### Pekerjaan yang Diminta
1. Menurut teks tentang upacara Tiwah, siapa yang memimpin upacara keagamaan Hindu Kaharingan di daerah Katingan?
2. Lanjutkan teks tentang upacara Tiwah, dimulai sesudah kalimat terakhir yang tercantum.

### Potongan Teks
======

BREAKING

Friday, December 4, 2009

TIWAH?

Oleh : Bintang Sariyatno

Mungkin ada yang pernah mengetahui apa itu Tiwah, mungkin juga ada yang nggak tahu atau bahkan nggak pernah denger Tiwah.

Kata Tiwah berasal dari bahasa Sangiang, bahasa Sangiang adalah bahasa yang digunakan oleh salah satu agama di Kalimantan Tengah, yaitu agama Hindu Kaharingan. Bahasa Sangiang biasanya digunakan oleh pemimpin agama Hindu Kaharingan untuk memimpin suatu acara keagamaan. Upacara Tiwah menurut masyarakat Kalimantan Tengah pada umumnya menganggap bahwa Tiwah adalah sebuah adat, tetapi menurut masyarakat pemeluk agama Hindu Kaharingan Tiwah merupakan proses mengantarkan arwah atau dalam bahasa Dayaknya liau ke surga atau dalam bahasa Sangiangnya mengantarkan ke “Lewu Tatau Habaras Bulau Hagusung Intan Dia Rumpang Tulang”, yang berarti sebuah tempat yang kekal atau abadi dan tempat itu berhiaskan emas, permata, berlian, dll.

tiwah1 TIWAH?

Liau atau arwah disini di bagi menjadi 3 bagian, yaitu:

  1. Balawang Panjang, contohnya seperti: rambut atau kuku.
  2. Karahang Tulang, contohnya: tulang belulang.
  3. Liau Haring Kaharingan adalah arwah atau roh yang sebenarnya.

Upacara Tiwah ini dipimpin oleh Basir atau Pisur. Basir adalah seseorang yang memiliki kemampuan dalam memimpin upacara – upacara keagamaan agama Hindu Kaharingan khususnya Hindu Kaharingan di daerah Kahayan. Pisur yaitu sama seperti Basir tetapi Pisur memimpin Upacara keagamaan agama Hindu Kaharingan di daerah Katingan. Pada umumnya upacara yang di pimpin oleh Basir relatif lebih lama berkisar 2 bulan dari pada upacara yang di pimping oleh Pisur.

======

### Informasi yang Ditampilkan
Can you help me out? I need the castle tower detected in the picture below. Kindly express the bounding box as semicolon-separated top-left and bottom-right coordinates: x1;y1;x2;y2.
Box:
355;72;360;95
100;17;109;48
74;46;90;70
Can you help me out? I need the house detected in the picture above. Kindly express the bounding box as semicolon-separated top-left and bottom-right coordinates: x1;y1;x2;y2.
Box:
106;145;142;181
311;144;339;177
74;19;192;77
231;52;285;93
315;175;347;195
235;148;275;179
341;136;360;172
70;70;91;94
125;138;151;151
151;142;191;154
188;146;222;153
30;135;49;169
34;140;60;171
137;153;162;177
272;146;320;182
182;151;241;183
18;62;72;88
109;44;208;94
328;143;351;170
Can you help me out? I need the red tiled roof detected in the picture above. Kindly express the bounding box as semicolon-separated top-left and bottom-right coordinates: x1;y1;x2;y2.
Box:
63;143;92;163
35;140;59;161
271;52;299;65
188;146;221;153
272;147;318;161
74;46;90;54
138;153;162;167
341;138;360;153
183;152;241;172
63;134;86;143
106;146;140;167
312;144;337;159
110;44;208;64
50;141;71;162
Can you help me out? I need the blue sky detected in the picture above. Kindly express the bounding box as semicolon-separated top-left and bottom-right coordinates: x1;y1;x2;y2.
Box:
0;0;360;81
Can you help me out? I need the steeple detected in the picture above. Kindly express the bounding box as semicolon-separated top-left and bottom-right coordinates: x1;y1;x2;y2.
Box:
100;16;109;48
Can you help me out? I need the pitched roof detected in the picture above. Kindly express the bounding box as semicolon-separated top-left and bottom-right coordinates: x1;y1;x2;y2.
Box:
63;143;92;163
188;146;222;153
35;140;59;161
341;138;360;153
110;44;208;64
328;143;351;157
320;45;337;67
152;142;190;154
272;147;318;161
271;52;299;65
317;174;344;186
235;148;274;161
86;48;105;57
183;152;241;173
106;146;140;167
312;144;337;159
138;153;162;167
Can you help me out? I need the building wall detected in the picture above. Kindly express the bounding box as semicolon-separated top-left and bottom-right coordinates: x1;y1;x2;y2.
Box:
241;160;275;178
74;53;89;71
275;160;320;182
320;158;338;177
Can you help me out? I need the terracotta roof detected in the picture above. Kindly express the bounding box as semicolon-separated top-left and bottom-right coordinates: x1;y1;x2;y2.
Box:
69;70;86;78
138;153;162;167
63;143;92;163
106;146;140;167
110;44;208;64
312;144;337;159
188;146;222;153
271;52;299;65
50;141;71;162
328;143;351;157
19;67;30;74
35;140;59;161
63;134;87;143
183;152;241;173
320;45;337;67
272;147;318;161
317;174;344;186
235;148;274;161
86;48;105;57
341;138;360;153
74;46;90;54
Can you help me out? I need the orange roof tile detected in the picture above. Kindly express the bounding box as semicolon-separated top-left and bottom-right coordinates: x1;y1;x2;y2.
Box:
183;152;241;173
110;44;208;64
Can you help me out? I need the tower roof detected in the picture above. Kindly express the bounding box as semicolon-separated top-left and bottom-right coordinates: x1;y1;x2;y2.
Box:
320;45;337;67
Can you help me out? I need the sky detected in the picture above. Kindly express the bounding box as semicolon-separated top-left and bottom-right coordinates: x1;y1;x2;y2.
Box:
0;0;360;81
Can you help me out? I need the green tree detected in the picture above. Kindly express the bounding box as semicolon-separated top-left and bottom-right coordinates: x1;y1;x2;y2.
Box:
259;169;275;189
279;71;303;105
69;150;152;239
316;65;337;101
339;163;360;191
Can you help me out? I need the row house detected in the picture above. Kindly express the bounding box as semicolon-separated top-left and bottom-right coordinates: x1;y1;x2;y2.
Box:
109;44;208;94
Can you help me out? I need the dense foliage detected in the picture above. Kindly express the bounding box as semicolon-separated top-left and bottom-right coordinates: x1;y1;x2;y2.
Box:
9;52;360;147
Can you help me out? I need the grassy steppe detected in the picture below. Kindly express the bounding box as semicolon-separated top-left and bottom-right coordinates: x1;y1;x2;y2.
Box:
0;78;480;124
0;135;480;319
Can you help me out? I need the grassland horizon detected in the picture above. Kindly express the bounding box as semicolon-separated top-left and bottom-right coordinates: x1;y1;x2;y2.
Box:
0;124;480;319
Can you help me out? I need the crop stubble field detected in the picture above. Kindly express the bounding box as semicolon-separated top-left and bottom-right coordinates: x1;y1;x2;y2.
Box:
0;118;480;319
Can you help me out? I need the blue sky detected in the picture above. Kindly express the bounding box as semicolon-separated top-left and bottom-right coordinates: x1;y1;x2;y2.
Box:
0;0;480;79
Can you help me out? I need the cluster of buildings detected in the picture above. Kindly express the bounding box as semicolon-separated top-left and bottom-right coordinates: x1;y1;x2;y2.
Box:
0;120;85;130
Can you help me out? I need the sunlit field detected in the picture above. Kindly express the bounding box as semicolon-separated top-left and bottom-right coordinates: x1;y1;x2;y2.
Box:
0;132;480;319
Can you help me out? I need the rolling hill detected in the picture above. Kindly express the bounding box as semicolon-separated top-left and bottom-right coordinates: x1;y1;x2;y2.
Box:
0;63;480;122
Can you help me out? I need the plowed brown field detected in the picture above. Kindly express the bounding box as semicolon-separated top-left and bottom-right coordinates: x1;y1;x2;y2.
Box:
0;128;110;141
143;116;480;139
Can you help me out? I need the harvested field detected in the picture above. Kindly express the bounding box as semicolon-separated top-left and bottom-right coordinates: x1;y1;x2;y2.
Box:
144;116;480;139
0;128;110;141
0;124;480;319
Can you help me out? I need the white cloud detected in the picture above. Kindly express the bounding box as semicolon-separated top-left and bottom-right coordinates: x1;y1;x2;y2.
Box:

======

### Jawaban Latihan Ini
1. Pisur.

2.
Upacara Tiwah pada umumnya dilakukan 5 tahun sekali, tetapi sesuai dengan kesepakan keluarga yang hendak malakukan upacara Tiwah. Menurut agama Hindu Kaharingan Tiwah harus dilaksanakan karena sebagai rasa tanggung jawab kepada arwah dan bertujuan untuk mengantarkan si arwah atau liau ke Lewu Tatau (surga). Upacara Tiwah juga bisa menjadi suatu kunjungan wisata keagamaan yang menarik.

Menurut kepercayaan agama Hindu Kaharingan, manusia berasal dari keturunan Raja Bunu yang menuju jalan pulang ke Ranying Hatalla Langit (Tuhan Yang Maha Esa).

Siapa Raja Bunu?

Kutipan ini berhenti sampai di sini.